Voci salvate
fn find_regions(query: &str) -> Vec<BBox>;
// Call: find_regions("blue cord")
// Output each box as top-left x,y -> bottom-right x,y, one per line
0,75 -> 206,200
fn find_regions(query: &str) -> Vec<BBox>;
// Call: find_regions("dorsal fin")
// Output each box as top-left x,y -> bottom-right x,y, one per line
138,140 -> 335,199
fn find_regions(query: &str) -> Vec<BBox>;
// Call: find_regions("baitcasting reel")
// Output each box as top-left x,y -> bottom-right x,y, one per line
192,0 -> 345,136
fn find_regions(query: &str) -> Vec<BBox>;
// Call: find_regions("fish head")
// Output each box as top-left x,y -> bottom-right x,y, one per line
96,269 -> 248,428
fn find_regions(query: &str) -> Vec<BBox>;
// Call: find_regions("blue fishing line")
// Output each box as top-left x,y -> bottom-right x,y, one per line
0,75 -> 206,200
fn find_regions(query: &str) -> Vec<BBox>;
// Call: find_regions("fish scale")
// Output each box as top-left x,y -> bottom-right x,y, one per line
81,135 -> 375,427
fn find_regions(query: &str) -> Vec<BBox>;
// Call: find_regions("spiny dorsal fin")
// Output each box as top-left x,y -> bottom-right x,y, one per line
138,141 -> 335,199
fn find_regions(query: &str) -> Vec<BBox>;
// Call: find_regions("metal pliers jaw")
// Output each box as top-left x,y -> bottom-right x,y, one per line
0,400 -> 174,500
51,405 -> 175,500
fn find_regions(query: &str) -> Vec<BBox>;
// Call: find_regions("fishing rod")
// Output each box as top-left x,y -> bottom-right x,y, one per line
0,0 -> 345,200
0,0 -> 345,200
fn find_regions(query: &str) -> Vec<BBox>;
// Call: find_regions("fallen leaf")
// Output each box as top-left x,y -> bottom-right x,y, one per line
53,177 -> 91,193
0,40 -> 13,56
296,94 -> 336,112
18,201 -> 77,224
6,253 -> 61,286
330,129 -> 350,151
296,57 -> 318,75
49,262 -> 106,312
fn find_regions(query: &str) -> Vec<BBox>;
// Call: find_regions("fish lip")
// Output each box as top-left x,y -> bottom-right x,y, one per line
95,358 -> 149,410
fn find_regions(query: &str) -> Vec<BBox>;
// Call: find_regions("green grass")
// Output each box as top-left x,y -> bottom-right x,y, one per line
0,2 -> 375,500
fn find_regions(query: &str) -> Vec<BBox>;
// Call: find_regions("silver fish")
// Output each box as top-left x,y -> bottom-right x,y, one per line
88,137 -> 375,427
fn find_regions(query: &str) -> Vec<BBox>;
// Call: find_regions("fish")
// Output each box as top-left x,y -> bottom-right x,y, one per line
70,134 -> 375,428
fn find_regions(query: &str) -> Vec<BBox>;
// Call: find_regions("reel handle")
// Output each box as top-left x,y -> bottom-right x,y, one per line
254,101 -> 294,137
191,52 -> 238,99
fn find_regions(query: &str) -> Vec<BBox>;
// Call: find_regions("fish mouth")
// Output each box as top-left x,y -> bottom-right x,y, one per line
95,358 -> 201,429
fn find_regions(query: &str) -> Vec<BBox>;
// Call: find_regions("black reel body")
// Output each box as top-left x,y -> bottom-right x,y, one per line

==

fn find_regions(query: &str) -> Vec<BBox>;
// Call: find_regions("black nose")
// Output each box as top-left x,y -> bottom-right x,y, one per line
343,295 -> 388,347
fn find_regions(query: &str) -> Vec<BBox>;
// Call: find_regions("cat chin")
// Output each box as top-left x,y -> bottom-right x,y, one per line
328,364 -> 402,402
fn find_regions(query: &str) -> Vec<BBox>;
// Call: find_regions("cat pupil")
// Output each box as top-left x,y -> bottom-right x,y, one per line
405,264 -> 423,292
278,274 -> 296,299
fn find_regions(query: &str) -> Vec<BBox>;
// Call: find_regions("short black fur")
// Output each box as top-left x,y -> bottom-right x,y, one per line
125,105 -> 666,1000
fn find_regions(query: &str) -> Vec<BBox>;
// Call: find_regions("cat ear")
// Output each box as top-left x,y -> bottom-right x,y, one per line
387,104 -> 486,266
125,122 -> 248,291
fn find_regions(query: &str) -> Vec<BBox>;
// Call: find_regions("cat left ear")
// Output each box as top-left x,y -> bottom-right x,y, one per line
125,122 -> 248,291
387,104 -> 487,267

---

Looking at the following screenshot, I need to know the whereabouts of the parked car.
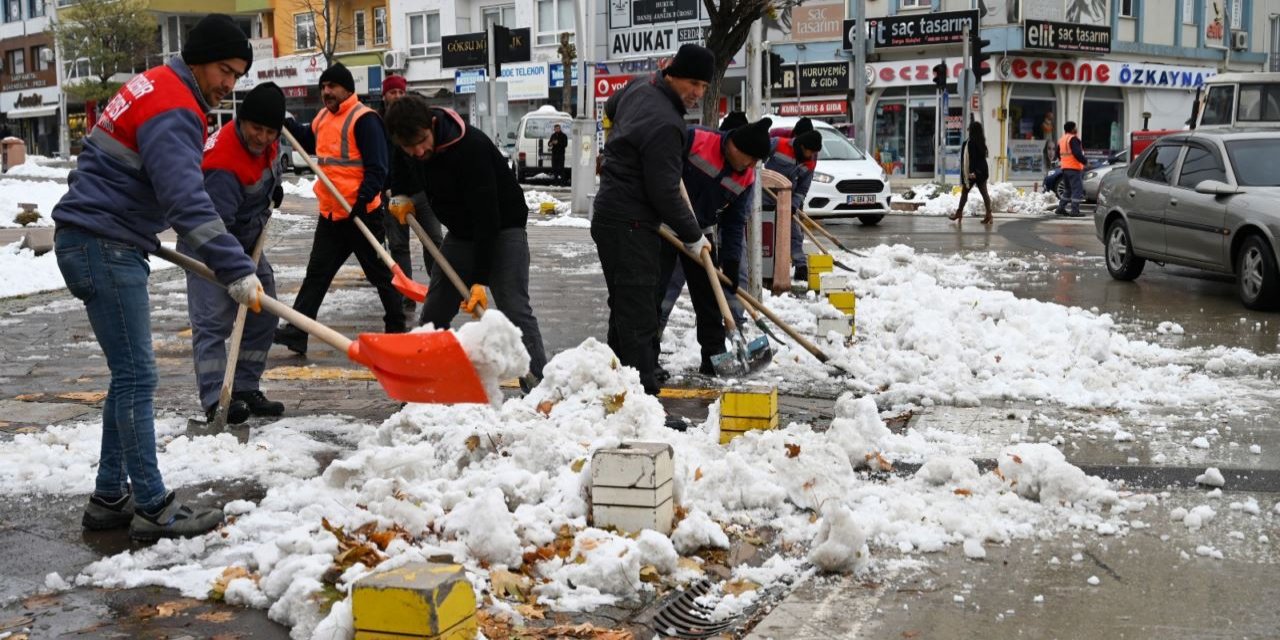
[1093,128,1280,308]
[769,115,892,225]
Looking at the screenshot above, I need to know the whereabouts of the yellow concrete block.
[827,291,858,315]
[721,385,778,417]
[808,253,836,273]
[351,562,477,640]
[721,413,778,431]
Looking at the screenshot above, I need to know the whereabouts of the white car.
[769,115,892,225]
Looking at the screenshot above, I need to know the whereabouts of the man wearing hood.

Descrizione dell'esercizio: Seleziona e copia ogni riga delle voci che contiene la parola "screenshot".

Soluzione del problema:
Looking at the following screenshot, I need to know the whereabouts of the parked car.
Looking at the screenshot above, I need to know the whereabouts of the yellow concrete block.
Looking at the screenshot above, I need to know the whereabouts of the white car.
Looking at the screenshot above, I need to know the whereabouts of the man wearing hood.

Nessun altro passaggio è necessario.